**抜粋**
6 研修:子供の権利


5 進路選択:就職先に学童を選ぶ
https://note.com/welfare/n/n64c622dca7ed


学童での仕事を通じて、
気づけば私は十年後を見据えていた。

「これから先、
 私たちが支援した子どもはどのような大人になっていくだろう」とか、
「今、自分に何が伝えられるだろう」とか、
「どのような関わり方が必要だろう」とか。
そいうことを考えてばかりいた。

私が関わる子どもたちは、今が十歳前後だとしても、
十年後には大人になっている。

目の前の子どもはそういう未来を持っている人たちで、
自分が関わっていられるのは、
子どもたちの本当に僅かな時間の中の一部分だと
強く意識するようになっていた。

子ども一人一人の傾向、性格、長所短所、あるいは課題、
そういったものを総合して、その人生はどのようなものになっていくのか、想像しながら今を見つめて、関わっていく。

そのような関わり方は、
もしかするとその子の人生に何の影響も与えないかもしれない。
それでもあきらめない。

「もしかしたら何度も伝えたこの言葉の意味が、
 今は分からなかったとしても、十年後には気づくかもしれない。」

子どもたちに一度伝えて届かなかった言葉でも、
根気強く何度も伝えていく。
そこにいくばくかの願いを込めて。

私にできることは、今から未来へと継続した幸せのために、
子どもと関わっていくことだった。

「支援者がいなければいけない」ではなく、
「支援者がいなくても大丈夫」になっていかなければいけないと、
児童福祉への見方が大きく変わったのだ。

支援の過程で、
一度は依存的な関係にはなるかもしれない。
でもそれは過程であって、いつか自立へと抜け出るものだ。

子どもにその時期が来て自分の足で歩き始めようとしたなら、
支援者は二人三脚のように伴走者として繋いでいた手を、
段々と解いていく。

目指すのは子どもの幸せだ。
支援者を必要としなくなっていく子どもの成長過程を喜べないと、
この仕事は虚しくなってしまうような気がする。

そう気づいたとき、悟ったのだ。
自分はこの学童の世界で起こるさまざまな物語の主人公じゃない。
学童における支援者とは、子どもを主人公とする「伴走者」なのだと。

支援者は、
子どもの人生からすると、
生活の一部に登場した人物でしかない。

支援者にとっては仕事で、
子どもにとっては人生で、

その人生をよりよくするために関われたかどうか、
その手応えと願いだけを、
未来に持っていけるのだ。

とある研修に出たときのことだった。

研修会で出された事例で、
ある子どもの姿が「自分勝手」というように語られていた。

詳しい内容は覚えていないけれど、
その子は支援者を突き放したり、近寄ったりと、
愛着的な課題がありそうに思えた。

事例を説明する支援者は関わりを模索しており、質疑応答で、

「結局自分は子どものために力を尽くしても、
子どもたちはそれを利用しているように見えてしまう。

**提供データ**

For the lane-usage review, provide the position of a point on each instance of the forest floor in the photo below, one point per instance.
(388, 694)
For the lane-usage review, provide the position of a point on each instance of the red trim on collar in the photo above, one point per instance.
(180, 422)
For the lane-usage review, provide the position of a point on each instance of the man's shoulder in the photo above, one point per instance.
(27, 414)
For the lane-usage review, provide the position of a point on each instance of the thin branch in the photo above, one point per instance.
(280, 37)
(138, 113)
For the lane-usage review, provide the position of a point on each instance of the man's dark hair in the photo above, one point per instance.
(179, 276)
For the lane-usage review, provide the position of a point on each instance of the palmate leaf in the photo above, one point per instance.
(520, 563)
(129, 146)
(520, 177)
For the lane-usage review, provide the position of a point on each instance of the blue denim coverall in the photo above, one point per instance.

**課題一覧**
[1] 上のデータの行のうち、文字列「blue」を含む行を数え、その数だけを答えてください。大文字と小文字は区別します。
[2] 学童での支援についての文章を、示された最後の文の後から書き継いでください。

**課題の解答**
[1] 1

[2]
時々やるせなくなってしまう」と語った。

その「やるせない」という一言で、私は大学の実習を思い出していた。

社会福祉士養成で行われた、
さまざまな福祉施設に4週間泊まり込んで行う実習。

私が選んだのは児童養護施設で、そこでの体験は衝撃的なものだった。

親がいない、出て行った、育てられない。
育てる気がない、入院している、貧困であるなど、さまざまな理由で、
親と離れた児童が施設に入所しており、
彼らは集団生活のユニット式

(年齢層がばらばらで中には幼児もいる。
   高校生までの十人前後が生活する)

で代わる代わる支援者から養育を受けていた。

親と暮らすのが必ずしも幸せとは思わないけれども、
その境遇、状況には「やるせない」ものがあった。

高校に行けても、次に選択できるのは就職しかない子も多く、
大学の進学も資金面や学習能力のハンディキャップのせいで
選べないことが彼らの常だった。

ある日、私が夜に添い寝をした年長の幼児が
「生きることが怖い」「死にたい」と言ったとき、私は言葉を失った。
年長だから、たった5年生きたくらいの人生だ。

そのような短い人生で、
すでに死にたくなってしまうというのはどれほどの苦しみだろう。
それはいくら想像しても追いつかないようなものだった。

施設を出た後、
親がいないというだけで就職という進路しか選べないことも、
「やるせない」と感じた。

子どもたちにはどうしようもできない、
社会的な課題のせいで、
選択肢を狭められているのだ。

せめて、進路が就職だけではなくて、
何かやりたいことへの選択肢が少しでもあるような状況にならないものか。

資格を取りたいでもいいし、
何かやりたいと思ったことへの後押しのような制度はないものなのか。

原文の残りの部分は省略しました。